╔══
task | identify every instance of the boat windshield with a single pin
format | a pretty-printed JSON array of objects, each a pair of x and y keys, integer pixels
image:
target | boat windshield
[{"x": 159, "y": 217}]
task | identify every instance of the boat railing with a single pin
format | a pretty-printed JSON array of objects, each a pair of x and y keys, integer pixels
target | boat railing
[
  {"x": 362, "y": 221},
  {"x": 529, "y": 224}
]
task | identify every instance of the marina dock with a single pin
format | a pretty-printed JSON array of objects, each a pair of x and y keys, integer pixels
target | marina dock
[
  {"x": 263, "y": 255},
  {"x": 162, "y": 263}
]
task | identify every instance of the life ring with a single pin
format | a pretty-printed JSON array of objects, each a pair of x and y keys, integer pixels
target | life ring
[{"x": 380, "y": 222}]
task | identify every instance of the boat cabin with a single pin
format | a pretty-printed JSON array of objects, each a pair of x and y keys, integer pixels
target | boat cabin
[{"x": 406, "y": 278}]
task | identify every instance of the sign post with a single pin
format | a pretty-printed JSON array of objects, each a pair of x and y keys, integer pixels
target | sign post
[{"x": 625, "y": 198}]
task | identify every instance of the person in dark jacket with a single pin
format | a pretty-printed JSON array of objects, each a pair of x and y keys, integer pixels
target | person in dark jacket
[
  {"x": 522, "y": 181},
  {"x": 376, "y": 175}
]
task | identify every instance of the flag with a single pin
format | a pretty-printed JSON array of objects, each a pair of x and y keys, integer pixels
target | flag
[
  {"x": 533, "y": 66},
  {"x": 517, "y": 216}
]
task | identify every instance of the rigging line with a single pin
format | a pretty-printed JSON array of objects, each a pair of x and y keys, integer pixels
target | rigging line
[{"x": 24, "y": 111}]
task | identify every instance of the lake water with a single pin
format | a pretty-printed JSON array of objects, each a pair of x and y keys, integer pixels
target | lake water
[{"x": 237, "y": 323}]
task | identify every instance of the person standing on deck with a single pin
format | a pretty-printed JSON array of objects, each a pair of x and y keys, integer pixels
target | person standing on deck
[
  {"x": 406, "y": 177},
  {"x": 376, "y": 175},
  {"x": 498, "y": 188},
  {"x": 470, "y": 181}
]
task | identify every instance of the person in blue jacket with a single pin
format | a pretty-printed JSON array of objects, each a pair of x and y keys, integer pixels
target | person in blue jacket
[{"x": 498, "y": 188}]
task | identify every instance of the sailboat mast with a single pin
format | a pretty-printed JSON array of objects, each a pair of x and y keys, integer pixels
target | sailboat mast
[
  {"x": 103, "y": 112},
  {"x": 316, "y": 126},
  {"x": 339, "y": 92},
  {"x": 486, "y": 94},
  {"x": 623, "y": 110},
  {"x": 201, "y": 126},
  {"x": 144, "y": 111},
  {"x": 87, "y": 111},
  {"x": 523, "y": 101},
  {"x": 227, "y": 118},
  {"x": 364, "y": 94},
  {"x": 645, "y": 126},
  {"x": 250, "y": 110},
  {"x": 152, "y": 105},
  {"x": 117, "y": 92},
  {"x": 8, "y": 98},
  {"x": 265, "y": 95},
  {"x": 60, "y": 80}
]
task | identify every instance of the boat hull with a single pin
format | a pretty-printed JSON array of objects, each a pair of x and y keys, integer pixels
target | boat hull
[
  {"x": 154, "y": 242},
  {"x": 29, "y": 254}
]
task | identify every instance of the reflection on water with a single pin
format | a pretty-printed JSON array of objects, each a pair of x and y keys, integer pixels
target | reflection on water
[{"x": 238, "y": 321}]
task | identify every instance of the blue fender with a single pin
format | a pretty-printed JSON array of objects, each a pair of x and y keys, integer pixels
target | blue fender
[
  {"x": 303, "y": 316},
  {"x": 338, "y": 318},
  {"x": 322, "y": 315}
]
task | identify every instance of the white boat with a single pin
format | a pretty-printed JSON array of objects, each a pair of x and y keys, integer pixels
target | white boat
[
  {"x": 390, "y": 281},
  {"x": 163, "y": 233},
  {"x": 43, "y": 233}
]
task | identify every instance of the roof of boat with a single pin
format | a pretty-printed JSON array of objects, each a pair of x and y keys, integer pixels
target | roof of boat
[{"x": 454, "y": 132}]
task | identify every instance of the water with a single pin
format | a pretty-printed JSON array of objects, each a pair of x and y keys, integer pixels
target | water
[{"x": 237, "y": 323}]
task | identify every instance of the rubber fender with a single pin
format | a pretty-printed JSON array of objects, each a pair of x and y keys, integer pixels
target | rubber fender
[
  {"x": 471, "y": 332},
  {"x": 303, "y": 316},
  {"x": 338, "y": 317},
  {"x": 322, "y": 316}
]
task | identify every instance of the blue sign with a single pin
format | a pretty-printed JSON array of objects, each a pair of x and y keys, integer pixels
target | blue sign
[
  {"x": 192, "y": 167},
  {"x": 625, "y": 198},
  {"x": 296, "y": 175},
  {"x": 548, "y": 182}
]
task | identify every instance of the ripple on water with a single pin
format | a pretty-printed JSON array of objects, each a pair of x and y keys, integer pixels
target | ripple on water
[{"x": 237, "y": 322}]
╚══
Set task:
Give all of the entries again, word for word.

Problem solution:
task | identify every instance of the boat windshield with a single pin
format | a pretty-printed JSON array of objects, each a pair of x and y keys, integer pixels
image:
target | boat windshield
[{"x": 159, "y": 217}]
task | identify every instance of the boat railing with a single pin
format | a pretty-printed JSON array of objects, each a pair of x and y keys, integer pixels
target | boat railing
[
  {"x": 362, "y": 221},
  {"x": 529, "y": 224}
]
task | identify every instance of the marina dock with a single pin
format | a pretty-printed JSON array of objects, each a pair of x and y keys, integer pixels
target | marina dock
[
  {"x": 263, "y": 255},
  {"x": 162, "y": 263}
]
task | identify every instance of the life ring with a single pin
format | a pretty-printed JSON array of objects, each a pair of x and y keys, integer pixels
target | life ring
[{"x": 380, "y": 222}]
task | identify every instance of the boat cabin with a single pin
format | a pretty-printed JSON array of objects, each a pair of x and y keys, integer pixels
target | boat cabin
[{"x": 406, "y": 278}]
task | identify every instance of the sign post with a single pin
format | a pretty-printed JSON array of objects, each a pair of x and y keys, integer pixels
target | sign post
[{"x": 625, "y": 198}]
task | identify every instance of the person in dark jacket with a single pin
format | a pretty-printed JSON array of objects, each a pair of x and y keys, integer pixels
target | person in dark jacket
[
  {"x": 522, "y": 181},
  {"x": 376, "y": 175}
]
task | identify every instance of the flag with a single pin
format | a pretty-printed JSON array of objects, each a pair of x and y keys, integer pixels
target | flag
[
  {"x": 533, "y": 66},
  {"x": 517, "y": 216}
]
task | identify every instance of the rigging line with a single pin
format | a pretty-printed JSON array of objects, each a pair of x and y keys, integer pixels
target | rigging line
[{"x": 24, "y": 111}]
task | identify every instance of the lake water with a single pin
format | a pretty-printed JSON array of objects, each a pair of x and y keys, integer pixels
target | lake water
[{"x": 237, "y": 323}]
task | identify every instance of the person standing on deck with a single pin
format | a pretty-printed JSON array of objects, each a pair of x and y keys, integer pixels
target | person standing on deck
[
  {"x": 406, "y": 177},
  {"x": 376, "y": 175},
  {"x": 498, "y": 188},
  {"x": 470, "y": 181}
]
task | identify every instance of the person in blue jacket with a single pin
format | a pretty-printed JSON array of objects, each a pair of x and y keys, integer pixels
target | person in blue jacket
[{"x": 498, "y": 188}]
task | identify every instance of the sailboat mast with a single pin
format | a pretty-printed JSON array of objects, each a pair of x and y keys, integer pixels
target | sailboat mast
[
  {"x": 103, "y": 112},
  {"x": 316, "y": 126},
  {"x": 339, "y": 92},
  {"x": 486, "y": 94},
  {"x": 623, "y": 110},
  {"x": 201, "y": 126},
  {"x": 144, "y": 111},
  {"x": 87, "y": 111},
  {"x": 523, "y": 101},
  {"x": 227, "y": 118},
  {"x": 364, "y": 94},
  {"x": 645, "y": 126},
  {"x": 250, "y": 110},
  {"x": 152, "y": 105},
  {"x": 117, "y": 92},
  {"x": 8, "y": 98},
  {"x": 265, "y": 95},
  {"x": 60, "y": 80}
]
task | identify every instance of the boat hull with a single pin
format | a pretty-printed JSON array of objects, each a pair of x and y keys, integer pixels
target | boat hull
[
  {"x": 154, "y": 242},
  {"x": 29, "y": 254}
]
task | identify every instance of the reflection on water with a single pin
format | a pretty-printed JSON array of objects, each a pair of x and y keys, integer pixels
target | reflection on water
[{"x": 238, "y": 321}]
task | identify every instance of the blue fender with a single pin
format | a pretty-printed JSON array of objects, each a pair of x and y keys, integer pixels
target | blue fender
[
  {"x": 303, "y": 316},
  {"x": 338, "y": 318},
  {"x": 322, "y": 315}
]
task | identify every instance of the white boat with a single pin
format | a pretty-printed JSON array of objects, each a pair of x and y keys, integer pixels
target | white boat
[
  {"x": 390, "y": 281},
  {"x": 163, "y": 233},
  {"x": 43, "y": 233}
]
task | identify every instance of the roof of boat with a single pin
format | a pretty-printed JSON array of objects, each a pair of x and y keys, integer pixels
target | roof of boat
[{"x": 454, "y": 132}]
task | identify every instance of the water with a single pin
format | a pretty-printed JSON array of objects, each a pair of x and y keys, integer pixels
target | water
[{"x": 237, "y": 323}]
task | identify every instance of the rubber fender with a single pin
format | a pretty-printed JSON array of objects, each a pair of x and y keys, integer pixels
target | rubber fender
[
  {"x": 471, "y": 332},
  {"x": 303, "y": 316},
  {"x": 338, "y": 317},
  {"x": 322, "y": 316}
]
task | identify every instance of the blue sign with a single pin
format | a pretty-printed JSON array of objects, each a pair of x and y keys, integer pixels
target | blue sign
[
  {"x": 192, "y": 167},
  {"x": 625, "y": 198},
  {"x": 296, "y": 175},
  {"x": 548, "y": 182}
]
task | identify every instance of the ripple on water with a single pin
format | a pretty-printed JSON array of objects, each a pair of x and y keys, integer pixels
target | ripple on water
[{"x": 237, "y": 322}]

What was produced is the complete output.